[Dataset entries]
-=-=-=-=-

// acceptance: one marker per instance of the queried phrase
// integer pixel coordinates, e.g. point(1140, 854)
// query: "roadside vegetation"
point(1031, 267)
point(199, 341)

-=-=-=-=-

◆ **WHAT TO PRODUCE**
Count how many lines in the data above contain the string "point". Reply with the number alone.

◆ **SOLVED EXERCISE**
3